## EXERCISE INSTRUCTIONS
Rewrite the records from the line containing "Return the segmentation of every instance of the clay" through the end of the records, both ends included and requests kept unchanged. Multiply every coordinate in the answers by 1.05 and round to whole numbers, halves up, outputting only those lines.

## INFORMATION SUPPLIED
================================
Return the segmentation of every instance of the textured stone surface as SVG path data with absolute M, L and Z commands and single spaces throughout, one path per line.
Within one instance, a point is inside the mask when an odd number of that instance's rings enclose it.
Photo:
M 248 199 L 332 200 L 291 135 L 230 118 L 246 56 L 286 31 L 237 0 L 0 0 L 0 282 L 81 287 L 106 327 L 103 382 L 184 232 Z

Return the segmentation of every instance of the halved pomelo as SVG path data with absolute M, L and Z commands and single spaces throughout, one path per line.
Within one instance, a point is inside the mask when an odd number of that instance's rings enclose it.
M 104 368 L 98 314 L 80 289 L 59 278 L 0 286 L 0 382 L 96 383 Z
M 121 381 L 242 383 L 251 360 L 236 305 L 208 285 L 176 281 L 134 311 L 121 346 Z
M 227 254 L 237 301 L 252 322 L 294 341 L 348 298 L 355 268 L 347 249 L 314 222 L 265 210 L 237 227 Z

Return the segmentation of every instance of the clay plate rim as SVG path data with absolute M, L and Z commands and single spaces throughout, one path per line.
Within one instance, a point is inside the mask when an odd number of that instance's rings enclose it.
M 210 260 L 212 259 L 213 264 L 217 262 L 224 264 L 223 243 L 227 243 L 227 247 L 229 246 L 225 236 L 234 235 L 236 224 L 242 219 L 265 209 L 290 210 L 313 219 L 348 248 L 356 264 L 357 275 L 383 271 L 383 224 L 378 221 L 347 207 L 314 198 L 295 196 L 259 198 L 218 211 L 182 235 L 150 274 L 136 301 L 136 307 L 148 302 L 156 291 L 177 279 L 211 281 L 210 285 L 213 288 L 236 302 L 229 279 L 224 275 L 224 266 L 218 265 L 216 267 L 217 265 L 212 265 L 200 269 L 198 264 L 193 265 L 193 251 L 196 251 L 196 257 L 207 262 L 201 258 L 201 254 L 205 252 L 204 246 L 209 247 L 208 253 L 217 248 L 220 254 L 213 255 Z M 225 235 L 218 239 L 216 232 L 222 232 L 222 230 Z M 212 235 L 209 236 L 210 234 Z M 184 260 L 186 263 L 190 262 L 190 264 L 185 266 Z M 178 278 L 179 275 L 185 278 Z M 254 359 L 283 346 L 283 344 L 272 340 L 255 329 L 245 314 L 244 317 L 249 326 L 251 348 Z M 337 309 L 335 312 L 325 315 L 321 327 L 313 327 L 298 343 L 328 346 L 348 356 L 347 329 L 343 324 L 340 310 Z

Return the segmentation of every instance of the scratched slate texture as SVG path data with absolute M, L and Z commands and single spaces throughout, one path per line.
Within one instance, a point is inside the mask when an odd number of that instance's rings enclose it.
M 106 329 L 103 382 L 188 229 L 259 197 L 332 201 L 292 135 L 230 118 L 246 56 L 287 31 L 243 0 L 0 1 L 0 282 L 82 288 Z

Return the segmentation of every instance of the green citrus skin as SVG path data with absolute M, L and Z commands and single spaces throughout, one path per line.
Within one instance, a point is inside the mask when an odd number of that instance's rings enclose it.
================================
## ANSWER IN FULL
Return the segmentation of every instance of the clay plate rim as SVG path data with absolute M, L and Z commands and single spaces throughout, one path per line.
Within one instance, a point is inside the mask when an odd number of that instance's rings enclose it.
M 221 273 L 223 272 L 224 277 L 228 275 L 235 277 L 234 255 L 238 255 L 238 259 L 240 258 L 236 248 L 246 247 L 248 235 L 254 230 L 278 219 L 305 221 L 329 230 L 365 260 L 374 277 L 375 289 L 402 285 L 402 235 L 397 232 L 364 217 L 330 208 L 310 206 L 272 208 L 229 222 L 191 247 L 158 288 L 143 316 L 143 322 L 155 317 L 164 306 L 186 293 L 222 295 L 221 299 L 224 302 L 248 317 L 240 293 L 235 289 L 235 279 L 229 278 L 227 280 L 228 278 L 223 278 L 210 282 L 208 277 L 203 278 L 203 264 L 206 264 L 206 270 L 217 275 L 211 271 L 211 267 L 215 265 L 214 258 L 219 259 L 218 266 L 228 260 L 231 267 L 224 268 Z M 236 247 L 229 251 L 227 244 L 233 244 L 233 242 Z M 223 247 L 219 248 L 221 246 Z M 193 273 L 195 276 L 200 275 L 200 277 L 194 279 Z M 187 292 L 188 289 L 194 292 Z M 267 377 L 297 363 L 297 361 L 286 357 L 268 345 L 257 330 L 256 333 L 261 342 L 264 365 Z M 354 324 L 352 328 L 341 331 L 337 343 L 329 343 L 313 360 L 344 363 L 365 374 L 364 345 L 360 340 L 357 326 Z

Return the segmentation of every instance of the scratched slate texture as SVG path data with absolute M, L and Z commands and single spaces throughout, one path per line.
Within one instance, a point is inside the mask when an odd number of that instance's rings enclose it.
M 111 345 L 108 401 L 197 240 L 272 207 L 349 211 L 307 142 L 242 124 L 258 59 L 301 33 L 255 0 L 0 1 L 0 296 L 86 302 Z

Return the segmentation of every instance of the green citrus skin as SVG path data with absolute M, L and Z commands and single spaces throughout, one path per line.
Within one instance, a point is inside the mask when an odd number of that instance's rings enclose it.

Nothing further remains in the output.